>> START
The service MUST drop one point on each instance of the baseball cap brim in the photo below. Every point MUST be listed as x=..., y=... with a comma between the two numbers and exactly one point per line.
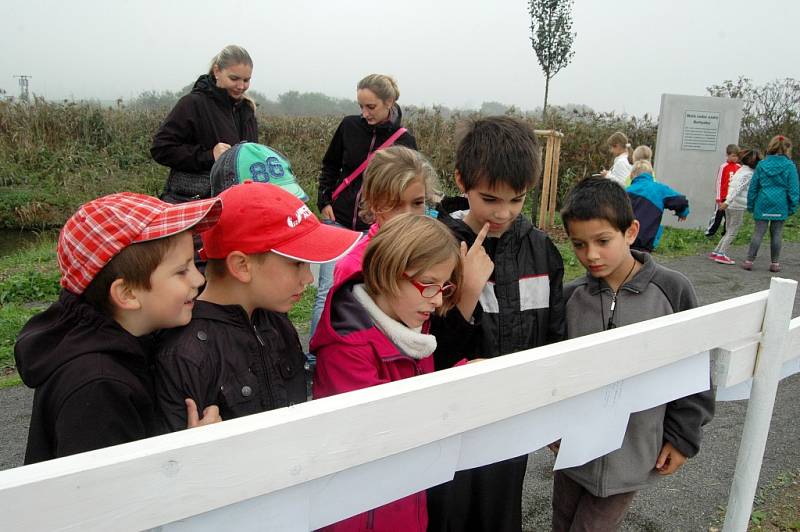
x=324, y=243
x=199, y=216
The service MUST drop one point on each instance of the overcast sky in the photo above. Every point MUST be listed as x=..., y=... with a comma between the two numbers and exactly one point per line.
x=459, y=53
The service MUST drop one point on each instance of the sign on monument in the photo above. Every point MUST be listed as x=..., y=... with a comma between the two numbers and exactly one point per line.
x=700, y=130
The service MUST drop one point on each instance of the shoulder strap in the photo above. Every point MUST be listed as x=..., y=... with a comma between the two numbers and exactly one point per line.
x=357, y=172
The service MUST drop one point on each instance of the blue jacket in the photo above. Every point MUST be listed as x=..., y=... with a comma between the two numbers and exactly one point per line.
x=773, y=192
x=649, y=199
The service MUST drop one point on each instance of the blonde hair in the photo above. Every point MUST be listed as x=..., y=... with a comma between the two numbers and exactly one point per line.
x=618, y=138
x=642, y=153
x=384, y=87
x=641, y=167
x=229, y=56
x=410, y=244
x=780, y=145
x=389, y=173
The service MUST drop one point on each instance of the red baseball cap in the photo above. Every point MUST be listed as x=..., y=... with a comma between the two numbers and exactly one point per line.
x=105, y=226
x=261, y=217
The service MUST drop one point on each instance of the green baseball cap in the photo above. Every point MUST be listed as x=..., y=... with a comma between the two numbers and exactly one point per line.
x=248, y=161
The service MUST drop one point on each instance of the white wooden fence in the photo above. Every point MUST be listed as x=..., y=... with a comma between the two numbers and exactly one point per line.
x=303, y=467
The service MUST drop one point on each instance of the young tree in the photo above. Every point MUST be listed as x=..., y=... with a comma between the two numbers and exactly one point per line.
x=551, y=37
>> END
Task requirements » Copy out all of the data above, changing every "drop" to "place" and keeping everything else the same. Leave the pictures out.

Full output »
The service MUST place one point on each instance of the baseball cap brim in the photo below. Every point MUST be listed as x=..., y=... with a comma between the two numbers and exactly one point per line.
x=324, y=243
x=199, y=216
The service MUST place one point on each instance of the overcast sky in the photo above. Every point MUST be listed as x=..., y=... with a comma between the two numbers and exactly one point per line.
x=459, y=53
The service MUST place one point on each instance of the sign on monument in the photo above. Every point MUST be listed as x=..., y=... with a comma between the two numbers and exactly one point per line.
x=700, y=130
The service MUST place one point on each instance of the shoulder strap in the photo above. Every point MUST be listed as x=..., y=... with a comma between the two numbers and exactly one point per line.
x=357, y=172
The service MUST place one point on each instance of the blue jacket in the photo above. Every point MUST be listed as x=..., y=... with a comma between the two numbers and exactly one point per line.
x=773, y=192
x=649, y=199
The service MUST place one point on each instance of the blonde hair in the photo above. Every point MUST be listed as x=..., y=... with a comma between the two numbers and exactly one point per line.
x=618, y=138
x=642, y=153
x=384, y=87
x=641, y=167
x=229, y=56
x=410, y=244
x=780, y=145
x=389, y=173
The service MUST place one point on each instance of the red baseball cap in the photo above. Every point MUST be listed as x=..., y=... with a comma between the two numbers and exactly one point per line.
x=105, y=226
x=261, y=217
The service MUST place one point on each instance of the green baseball cap in the photo above. Every point MUST be listed as x=..., y=... with a comma between the two numbers and exactly one point per line.
x=248, y=161
The service MUST place one point on each instance of the white wooden fence in the photo above. Every point MUST be listed as x=..., y=... with a comma between the two numbers and exactly one point per line.
x=303, y=467
The service MUST place one point on each instance of the young tree in the photo above. Every point MUST be listed as x=..., y=... with a comma between the two numbers and exactly one point per line.
x=551, y=37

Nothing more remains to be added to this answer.